Keeping each line exactly as it is, output all of the records.

THE INPUT:

^^^^^^^^^^^^^^^^

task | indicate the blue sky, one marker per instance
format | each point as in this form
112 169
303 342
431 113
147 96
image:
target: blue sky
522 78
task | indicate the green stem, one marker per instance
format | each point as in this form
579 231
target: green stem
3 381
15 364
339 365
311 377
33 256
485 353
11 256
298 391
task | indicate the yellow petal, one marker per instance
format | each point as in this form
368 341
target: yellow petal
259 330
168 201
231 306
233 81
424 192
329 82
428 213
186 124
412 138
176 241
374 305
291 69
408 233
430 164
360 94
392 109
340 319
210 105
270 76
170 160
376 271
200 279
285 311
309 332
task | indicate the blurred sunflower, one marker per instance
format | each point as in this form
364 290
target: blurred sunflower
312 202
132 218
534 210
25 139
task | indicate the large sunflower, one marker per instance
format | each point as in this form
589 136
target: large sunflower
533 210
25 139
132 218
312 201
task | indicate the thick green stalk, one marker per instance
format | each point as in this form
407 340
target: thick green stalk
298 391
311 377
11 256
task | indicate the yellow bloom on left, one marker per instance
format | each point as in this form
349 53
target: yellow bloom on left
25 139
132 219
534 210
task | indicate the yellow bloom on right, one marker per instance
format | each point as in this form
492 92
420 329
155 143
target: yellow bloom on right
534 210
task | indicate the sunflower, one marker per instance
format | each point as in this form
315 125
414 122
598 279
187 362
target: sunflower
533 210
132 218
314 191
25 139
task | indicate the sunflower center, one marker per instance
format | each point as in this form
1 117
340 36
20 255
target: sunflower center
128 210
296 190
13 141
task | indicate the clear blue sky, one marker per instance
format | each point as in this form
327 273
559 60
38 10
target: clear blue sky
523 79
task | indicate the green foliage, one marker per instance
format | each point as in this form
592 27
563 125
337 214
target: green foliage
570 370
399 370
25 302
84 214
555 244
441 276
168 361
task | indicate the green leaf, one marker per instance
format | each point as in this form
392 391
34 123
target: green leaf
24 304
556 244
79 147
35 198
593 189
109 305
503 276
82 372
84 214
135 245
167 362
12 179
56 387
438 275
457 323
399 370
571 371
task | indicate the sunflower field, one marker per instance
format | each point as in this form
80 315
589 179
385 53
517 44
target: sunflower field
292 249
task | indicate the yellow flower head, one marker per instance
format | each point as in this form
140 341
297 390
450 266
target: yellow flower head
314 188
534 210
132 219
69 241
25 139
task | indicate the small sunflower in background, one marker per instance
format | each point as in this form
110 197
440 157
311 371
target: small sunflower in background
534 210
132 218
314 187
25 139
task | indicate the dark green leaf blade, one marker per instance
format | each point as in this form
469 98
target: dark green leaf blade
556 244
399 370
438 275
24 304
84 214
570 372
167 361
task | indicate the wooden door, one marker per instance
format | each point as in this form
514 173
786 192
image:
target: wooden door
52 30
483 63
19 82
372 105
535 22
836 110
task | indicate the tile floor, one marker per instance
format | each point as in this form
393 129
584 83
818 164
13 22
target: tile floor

^^^^^^^^^^^^^^^^

FINISHED EXERCISE:
task | indicate the blue sky, one marker per instance
format | each point as in this form
112 169
303 342
431 113
147 96
image:
target: blue sky
522 78
task | indicate the green stem, one marker per instance
format | each point as in this form
579 231
target: green stem
3 381
15 364
339 365
311 377
33 256
485 353
11 256
298 391
task | indicate the yellow petal, one marker per instance
format | each point as in this form
368 341
target: yellow petal
259 330
168 201
231 306
233 81
424 192
329 82
428 213
186 124
412 138
176 241
374 305
291 69
408 233
430 164
360 94
392 109
340 319
210 105
270 76
170 160
376 271
200 279
285 311
309 332
task | indicate the blurred sunflower, one marker per instance
format | each point as in this form
364 290
target: blurred sunflower
312 202
132 218
534 210
25 139
task | indicate the large sunflower, one marker per instance
format | each point as in this form
589 136
target: large sunflower
533 210
25 139
132 218
312 201
task | indicate the thick green stalk, one marker per instance
format | each point as in this form
407 340
target: thick green stalk
298 391
311 377
11 256
task | indicate the yellow bloom on left, one marker per instance
format | each point as in this form
349 53
target: yellow bloom on left
25 139
132 219
534 210
task | indicate the yellow bloom on right, one marker per instance
format | each point as in this form
492 92
420 329
155 143
target: yellow bloom on right
534 210
task | indicate the sunflower, one marker per instance
format | each point as in this form
315 125
414 122
598 279
187 362
target: sunflower
533 210
132 218
314 191
25 139
task | indicate the sunflower center, one marker per instance
format | each point as in this form
1 117
340 36
20 255
target: sunflower center
128 210
296 190
13 141
task | indicate the clear blue sky, one marker per instance
format | each point as in this form
327 273
559 60
38 10
target: clear blue sky
523 79
task | indicate the green foliage, one marker per instance
format | each point as in this form
592 27
563 125
337 214
target: green foliage
570 370
399 370
25 302
84 214
555 244
441 276
168 361
task | indicate the green leaf, one marker per instance
format | each point as in this form
392 391
34 123
target: green leaf
24 304
556 244
79 147
35 198
593 189
109 305
503 276
82 372
84 214
135 245
167 362
12 179
56 387
438 275
457 323
399 370
571 371
task | indicate the sunflower field, one marker per instance
format | each point as in this form
80 315
589 179
385 53
517 44
target: sunflower field
292 249
task | indicate the yellow flower head, one marker per instance
format | each point as in this form
140 341
297 390
450 266
target: yellow flower head
314 188
534 210
132 219
69 241
25 139
task | indicate the small sunflower in background, one marker per instance
format | each point as in this form
110 197
440 157
311 371
target: small sunflower in background
534 210
132 218
314 187
25 139
task | indicate the dark green leaf blade, one marker per instance
format | each point as in this form
469 98
target: dark green leaf blade
556 244
399 370
438 275
24 304
84 214
570 372
167 361
task | indicate the wooden door, one marker per instance
format | each point as in this form
514 173
786 192
image:
target: wooden door
52 30
483 63
19 82
372 105
535 22
836 110
task | indicate the tile floor, one marker per instance
format | each point as in this form
393 129
584 83
818 164
13 22
target: tile floor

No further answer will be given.